## Passage provided
--

In 2012, the Communications Workers of America (CWA) petitioned to represent PC’s interpreters at seven of its call centers. After the union lost the elections, it filed objections and unfair labor practice charges against PC, asserting that its electronic communications policy interfered with the workers’ freedom of choice in the elections and unlawfully interfered with employees’ rights to engage in protected concerted activity. Relying on the Register Guard decision, the administrative law judge found that PC’s policy was lawful. The CWA and the NLRB’s General Counsel filed exceptions, teeing up the issue of the lawful use of company email and possible overruling of Register Guard for the full Board.

Register Guard Overruled
The three Board member majority of Chairman Mark Gaston Pearce and members Kent Hirozawa and Nancy Schiffer decided that employees who have rightful access to their employer’s email system in the course of their work have a presumptive right to use the email system to engage in Section 7-protected communications on nonworking time. This means that an employer may not totally ban personal use of its email system by employees. The decision does not necessarily permit outsiders or non-employees to use an employer’s email system. It also does not require an employer to provide email access to employees who have not previously been given access.

An employer may rebut the presumption authorizing employee use of company email by showing that special circumstances justify restricting employees’ rights, such as restrictions that are necessary to maintain production or discipline. The Board noted that it expects that special circumstances justifying a total ban on employee use of email for Section 7 communications will likely be rare. Merely citing a potential issue or pointing to an existing ban on personal emails will not suffice.

--

## Record list

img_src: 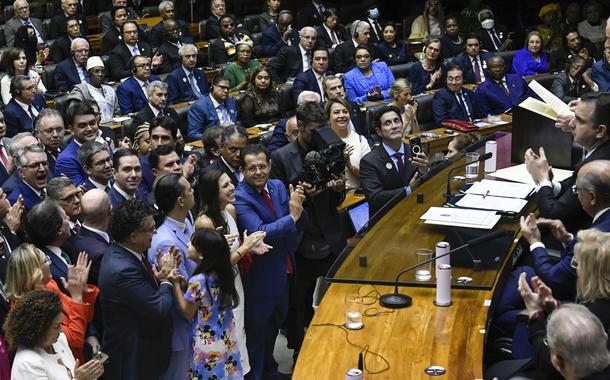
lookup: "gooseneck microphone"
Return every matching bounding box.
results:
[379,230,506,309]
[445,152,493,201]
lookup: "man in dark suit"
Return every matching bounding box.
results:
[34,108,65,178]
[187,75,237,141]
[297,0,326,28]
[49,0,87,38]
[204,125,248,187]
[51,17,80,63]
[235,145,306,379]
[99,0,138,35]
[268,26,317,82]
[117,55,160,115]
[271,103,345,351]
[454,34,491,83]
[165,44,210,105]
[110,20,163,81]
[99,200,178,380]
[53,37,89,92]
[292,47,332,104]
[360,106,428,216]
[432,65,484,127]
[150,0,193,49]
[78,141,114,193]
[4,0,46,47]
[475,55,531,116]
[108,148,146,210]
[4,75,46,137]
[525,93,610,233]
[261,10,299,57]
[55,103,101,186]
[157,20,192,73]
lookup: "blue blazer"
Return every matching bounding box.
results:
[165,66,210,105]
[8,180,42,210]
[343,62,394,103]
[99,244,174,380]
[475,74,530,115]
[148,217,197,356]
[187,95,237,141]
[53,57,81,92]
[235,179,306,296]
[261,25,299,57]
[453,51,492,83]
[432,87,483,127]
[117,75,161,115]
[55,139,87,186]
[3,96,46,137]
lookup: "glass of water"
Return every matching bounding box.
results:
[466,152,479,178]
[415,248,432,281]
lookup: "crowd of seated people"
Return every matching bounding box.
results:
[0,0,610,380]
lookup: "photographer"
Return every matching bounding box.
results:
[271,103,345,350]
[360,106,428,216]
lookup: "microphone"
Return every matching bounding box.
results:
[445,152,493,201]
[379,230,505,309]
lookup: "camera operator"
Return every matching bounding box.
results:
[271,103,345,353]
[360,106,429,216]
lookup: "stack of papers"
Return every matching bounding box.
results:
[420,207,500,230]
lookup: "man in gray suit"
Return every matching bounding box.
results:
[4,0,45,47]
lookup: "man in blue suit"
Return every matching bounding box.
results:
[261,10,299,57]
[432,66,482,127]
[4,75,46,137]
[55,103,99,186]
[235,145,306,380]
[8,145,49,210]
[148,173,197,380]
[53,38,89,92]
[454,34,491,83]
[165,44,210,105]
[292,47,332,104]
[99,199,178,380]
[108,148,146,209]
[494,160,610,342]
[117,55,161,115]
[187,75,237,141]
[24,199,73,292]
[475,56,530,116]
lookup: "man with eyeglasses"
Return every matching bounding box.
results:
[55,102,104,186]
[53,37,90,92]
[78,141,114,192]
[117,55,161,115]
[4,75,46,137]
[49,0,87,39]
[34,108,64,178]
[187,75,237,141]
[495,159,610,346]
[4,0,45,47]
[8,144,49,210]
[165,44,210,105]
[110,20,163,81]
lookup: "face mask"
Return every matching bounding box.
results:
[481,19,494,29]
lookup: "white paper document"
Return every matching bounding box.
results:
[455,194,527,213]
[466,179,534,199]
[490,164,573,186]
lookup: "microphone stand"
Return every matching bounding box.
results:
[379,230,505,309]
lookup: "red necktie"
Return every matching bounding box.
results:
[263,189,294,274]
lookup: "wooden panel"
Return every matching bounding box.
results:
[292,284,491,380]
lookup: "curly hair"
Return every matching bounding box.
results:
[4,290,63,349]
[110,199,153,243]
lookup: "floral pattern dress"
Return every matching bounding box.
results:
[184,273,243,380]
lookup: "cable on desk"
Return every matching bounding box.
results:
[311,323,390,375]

--

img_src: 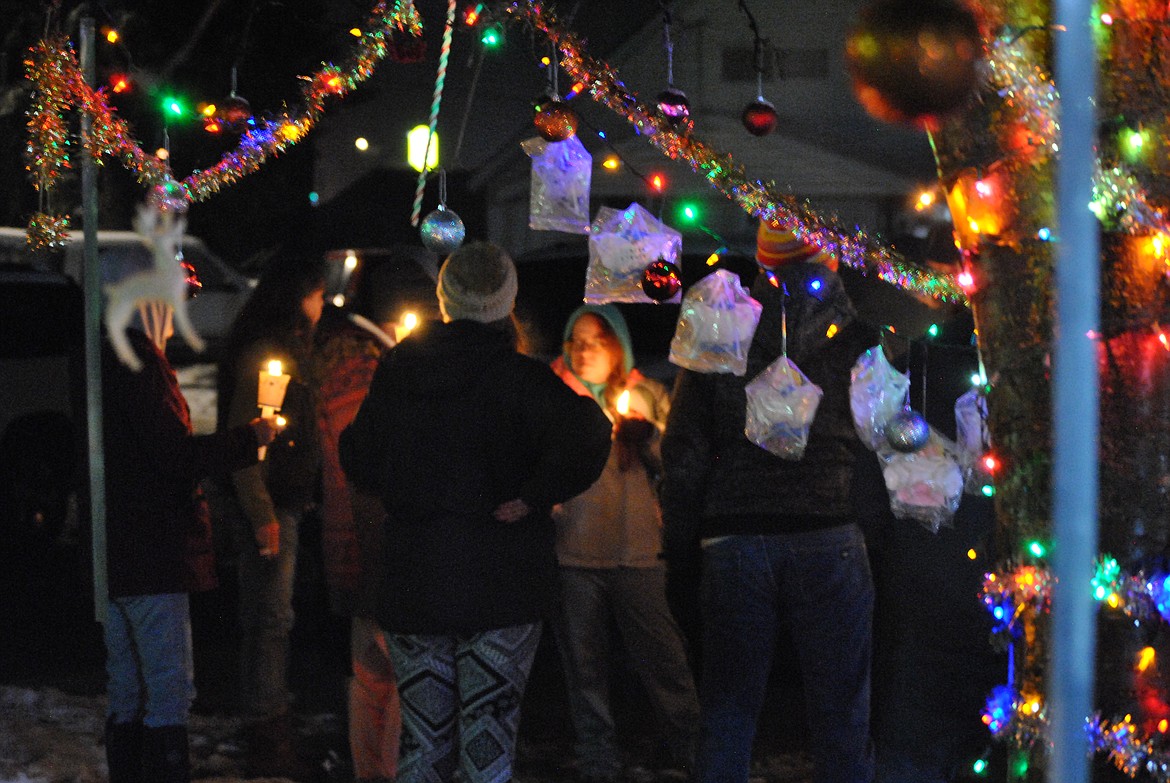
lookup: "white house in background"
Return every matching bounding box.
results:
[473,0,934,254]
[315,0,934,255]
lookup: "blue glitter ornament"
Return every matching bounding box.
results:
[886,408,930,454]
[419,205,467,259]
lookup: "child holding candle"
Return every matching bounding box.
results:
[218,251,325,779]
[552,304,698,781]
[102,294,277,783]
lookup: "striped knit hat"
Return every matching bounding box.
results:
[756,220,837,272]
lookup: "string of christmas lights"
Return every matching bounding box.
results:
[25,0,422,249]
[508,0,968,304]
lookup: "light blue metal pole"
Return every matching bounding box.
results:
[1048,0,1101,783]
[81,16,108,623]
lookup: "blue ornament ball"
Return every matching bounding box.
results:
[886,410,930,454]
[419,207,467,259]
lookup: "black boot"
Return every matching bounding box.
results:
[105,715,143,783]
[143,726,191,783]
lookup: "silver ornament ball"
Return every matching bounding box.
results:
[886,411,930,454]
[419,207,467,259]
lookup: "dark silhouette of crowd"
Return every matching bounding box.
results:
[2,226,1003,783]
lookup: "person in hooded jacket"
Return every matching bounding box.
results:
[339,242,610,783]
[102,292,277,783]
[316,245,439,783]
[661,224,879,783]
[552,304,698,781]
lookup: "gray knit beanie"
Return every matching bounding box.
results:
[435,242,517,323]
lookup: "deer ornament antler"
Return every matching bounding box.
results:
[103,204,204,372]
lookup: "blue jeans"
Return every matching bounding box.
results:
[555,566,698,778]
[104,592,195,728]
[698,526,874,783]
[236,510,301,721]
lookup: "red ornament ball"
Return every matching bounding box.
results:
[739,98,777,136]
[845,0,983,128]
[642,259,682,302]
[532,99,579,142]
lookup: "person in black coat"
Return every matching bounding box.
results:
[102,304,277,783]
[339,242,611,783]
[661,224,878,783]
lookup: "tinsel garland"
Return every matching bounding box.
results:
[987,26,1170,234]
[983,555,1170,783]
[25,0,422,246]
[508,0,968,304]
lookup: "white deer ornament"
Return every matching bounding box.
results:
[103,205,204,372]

--

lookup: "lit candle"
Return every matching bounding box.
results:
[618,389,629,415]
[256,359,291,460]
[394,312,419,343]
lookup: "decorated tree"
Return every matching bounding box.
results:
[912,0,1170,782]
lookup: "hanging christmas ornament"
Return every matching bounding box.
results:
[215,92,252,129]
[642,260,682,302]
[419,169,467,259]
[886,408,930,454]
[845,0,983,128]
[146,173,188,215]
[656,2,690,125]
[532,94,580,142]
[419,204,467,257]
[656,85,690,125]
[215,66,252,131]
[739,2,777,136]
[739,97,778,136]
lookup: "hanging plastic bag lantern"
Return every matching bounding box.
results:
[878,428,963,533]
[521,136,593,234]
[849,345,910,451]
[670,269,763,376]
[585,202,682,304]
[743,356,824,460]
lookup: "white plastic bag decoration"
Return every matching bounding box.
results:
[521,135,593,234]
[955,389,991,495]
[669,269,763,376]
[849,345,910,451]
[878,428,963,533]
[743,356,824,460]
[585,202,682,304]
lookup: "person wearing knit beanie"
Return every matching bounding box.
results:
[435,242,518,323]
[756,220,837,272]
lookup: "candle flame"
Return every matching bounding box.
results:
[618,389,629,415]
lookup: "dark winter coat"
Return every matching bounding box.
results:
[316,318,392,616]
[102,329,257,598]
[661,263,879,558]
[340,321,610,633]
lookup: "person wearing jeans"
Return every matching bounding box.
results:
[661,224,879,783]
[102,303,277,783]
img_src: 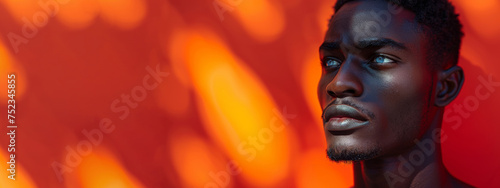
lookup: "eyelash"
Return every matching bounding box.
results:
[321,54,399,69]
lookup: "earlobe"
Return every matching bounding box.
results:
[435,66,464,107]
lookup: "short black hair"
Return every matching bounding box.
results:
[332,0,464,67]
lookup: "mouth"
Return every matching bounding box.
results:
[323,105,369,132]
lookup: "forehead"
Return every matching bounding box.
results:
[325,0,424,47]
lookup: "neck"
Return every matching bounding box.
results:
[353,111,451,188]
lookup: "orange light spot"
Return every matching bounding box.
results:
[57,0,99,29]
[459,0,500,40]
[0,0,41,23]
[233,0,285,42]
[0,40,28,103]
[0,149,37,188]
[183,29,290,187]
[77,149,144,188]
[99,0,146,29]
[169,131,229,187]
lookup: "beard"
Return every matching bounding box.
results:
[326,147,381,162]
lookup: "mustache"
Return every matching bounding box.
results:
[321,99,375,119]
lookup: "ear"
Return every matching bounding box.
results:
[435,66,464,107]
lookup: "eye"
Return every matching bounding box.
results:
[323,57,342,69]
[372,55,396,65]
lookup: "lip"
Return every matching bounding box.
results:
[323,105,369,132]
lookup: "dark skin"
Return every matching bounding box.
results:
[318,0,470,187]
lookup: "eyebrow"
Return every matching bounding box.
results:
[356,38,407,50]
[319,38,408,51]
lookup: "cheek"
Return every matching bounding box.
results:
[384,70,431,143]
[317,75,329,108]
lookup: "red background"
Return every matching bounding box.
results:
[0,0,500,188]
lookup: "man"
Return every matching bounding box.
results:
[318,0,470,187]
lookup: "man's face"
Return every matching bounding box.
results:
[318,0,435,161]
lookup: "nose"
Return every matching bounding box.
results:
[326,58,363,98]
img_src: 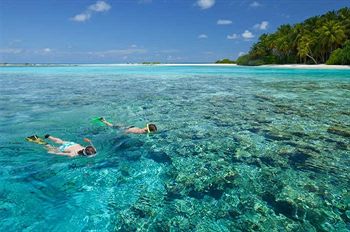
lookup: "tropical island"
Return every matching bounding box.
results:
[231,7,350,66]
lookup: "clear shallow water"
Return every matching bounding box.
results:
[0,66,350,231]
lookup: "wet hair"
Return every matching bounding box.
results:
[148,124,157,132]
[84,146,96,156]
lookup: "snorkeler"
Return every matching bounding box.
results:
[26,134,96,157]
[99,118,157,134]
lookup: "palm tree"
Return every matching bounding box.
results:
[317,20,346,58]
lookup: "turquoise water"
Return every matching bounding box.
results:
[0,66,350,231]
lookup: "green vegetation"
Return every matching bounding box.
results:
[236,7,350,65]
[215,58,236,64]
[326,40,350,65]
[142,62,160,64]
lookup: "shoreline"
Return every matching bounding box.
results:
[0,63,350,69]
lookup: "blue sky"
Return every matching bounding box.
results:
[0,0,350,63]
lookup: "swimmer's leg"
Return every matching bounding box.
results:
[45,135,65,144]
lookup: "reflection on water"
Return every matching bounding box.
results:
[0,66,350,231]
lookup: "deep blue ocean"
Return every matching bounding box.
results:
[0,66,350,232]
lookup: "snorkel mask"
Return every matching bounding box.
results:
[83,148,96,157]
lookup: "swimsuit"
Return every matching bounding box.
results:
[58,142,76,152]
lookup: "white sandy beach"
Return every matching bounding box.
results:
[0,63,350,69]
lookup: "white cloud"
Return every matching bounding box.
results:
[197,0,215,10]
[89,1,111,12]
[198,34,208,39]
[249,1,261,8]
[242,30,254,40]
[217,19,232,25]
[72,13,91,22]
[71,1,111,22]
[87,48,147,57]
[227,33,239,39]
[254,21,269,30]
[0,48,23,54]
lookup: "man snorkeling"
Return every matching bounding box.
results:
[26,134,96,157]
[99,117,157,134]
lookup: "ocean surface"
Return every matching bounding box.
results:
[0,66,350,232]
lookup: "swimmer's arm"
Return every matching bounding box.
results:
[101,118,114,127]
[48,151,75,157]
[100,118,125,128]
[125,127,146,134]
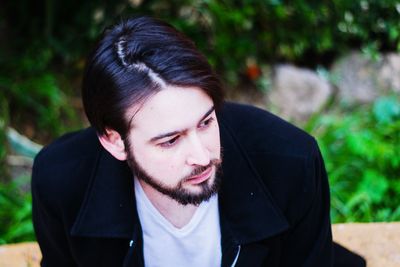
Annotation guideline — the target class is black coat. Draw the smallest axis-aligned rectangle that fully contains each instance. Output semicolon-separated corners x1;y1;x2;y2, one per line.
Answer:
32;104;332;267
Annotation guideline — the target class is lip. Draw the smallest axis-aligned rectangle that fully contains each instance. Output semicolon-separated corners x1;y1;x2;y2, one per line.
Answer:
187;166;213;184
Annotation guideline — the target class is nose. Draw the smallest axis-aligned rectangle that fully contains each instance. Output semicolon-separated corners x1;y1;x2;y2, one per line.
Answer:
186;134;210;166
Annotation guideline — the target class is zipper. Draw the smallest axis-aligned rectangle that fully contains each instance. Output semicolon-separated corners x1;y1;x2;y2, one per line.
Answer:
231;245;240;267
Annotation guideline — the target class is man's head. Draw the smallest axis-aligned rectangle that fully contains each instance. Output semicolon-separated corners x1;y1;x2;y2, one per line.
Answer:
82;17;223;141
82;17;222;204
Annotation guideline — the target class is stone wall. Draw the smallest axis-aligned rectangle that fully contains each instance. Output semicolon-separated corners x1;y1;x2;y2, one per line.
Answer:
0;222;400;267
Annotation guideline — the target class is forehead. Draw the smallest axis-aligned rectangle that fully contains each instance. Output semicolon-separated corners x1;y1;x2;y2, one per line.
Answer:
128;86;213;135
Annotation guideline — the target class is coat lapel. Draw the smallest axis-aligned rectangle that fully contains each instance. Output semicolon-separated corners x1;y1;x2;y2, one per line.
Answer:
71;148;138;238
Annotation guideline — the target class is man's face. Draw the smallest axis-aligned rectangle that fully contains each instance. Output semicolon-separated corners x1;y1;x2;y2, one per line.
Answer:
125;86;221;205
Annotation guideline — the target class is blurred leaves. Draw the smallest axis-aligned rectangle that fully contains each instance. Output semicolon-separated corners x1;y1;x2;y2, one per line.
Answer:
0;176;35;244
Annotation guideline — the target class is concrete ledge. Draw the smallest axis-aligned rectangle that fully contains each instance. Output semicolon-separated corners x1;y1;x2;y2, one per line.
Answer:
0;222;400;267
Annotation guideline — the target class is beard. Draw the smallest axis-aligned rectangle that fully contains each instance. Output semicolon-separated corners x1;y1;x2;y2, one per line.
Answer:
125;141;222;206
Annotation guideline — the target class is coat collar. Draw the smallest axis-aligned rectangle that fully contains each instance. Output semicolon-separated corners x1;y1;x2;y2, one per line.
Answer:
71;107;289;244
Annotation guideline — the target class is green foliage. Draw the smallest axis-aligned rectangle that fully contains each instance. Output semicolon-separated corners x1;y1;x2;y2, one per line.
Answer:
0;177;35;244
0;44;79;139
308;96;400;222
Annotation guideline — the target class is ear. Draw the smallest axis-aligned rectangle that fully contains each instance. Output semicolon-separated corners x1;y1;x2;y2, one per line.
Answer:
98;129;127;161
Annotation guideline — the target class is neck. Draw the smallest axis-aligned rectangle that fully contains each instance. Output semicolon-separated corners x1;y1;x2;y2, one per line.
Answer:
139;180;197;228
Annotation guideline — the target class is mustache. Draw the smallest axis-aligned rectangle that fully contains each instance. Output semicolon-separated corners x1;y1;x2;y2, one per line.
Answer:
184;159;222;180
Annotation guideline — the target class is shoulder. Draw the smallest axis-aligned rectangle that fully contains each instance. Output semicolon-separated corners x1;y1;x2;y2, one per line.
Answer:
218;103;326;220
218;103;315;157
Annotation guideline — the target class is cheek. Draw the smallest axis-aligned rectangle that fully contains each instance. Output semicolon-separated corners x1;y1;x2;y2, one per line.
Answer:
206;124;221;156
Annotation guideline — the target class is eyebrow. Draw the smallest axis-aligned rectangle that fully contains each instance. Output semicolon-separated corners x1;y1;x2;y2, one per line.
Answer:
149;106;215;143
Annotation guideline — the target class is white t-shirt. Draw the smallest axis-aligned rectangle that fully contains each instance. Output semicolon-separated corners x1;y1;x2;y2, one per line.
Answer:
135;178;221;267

--

## Problems and tasks
(a) Please return the part of the email-policy passage starting with "An employer may rebut" and going on through "will not suffice.".
(b) According to the email-policy passage, at how many of PC's call centers did the CWA petition to represent interpreters?
(c) Name each Board member that the email-policy passage lists in the majority.

## Task-by-task answers
(a)
An employer may rebut the presumption authorizing employee use of company email by showing that special circumstances justify restricting employees’ rights, such as restrictions that are necessary to maintain production or discipline. The Board noted that it expects that special circumstances justifying a total ban on employee use of email for Section 7 communications will likely be rare. Merely citing a potential issue or pointing to an existing ban on personal emails will not suffice.

(b) Seven

(c)
Mark Gaston Pearce (Chairman)
Kent Hirozawa
Nancy Schiffer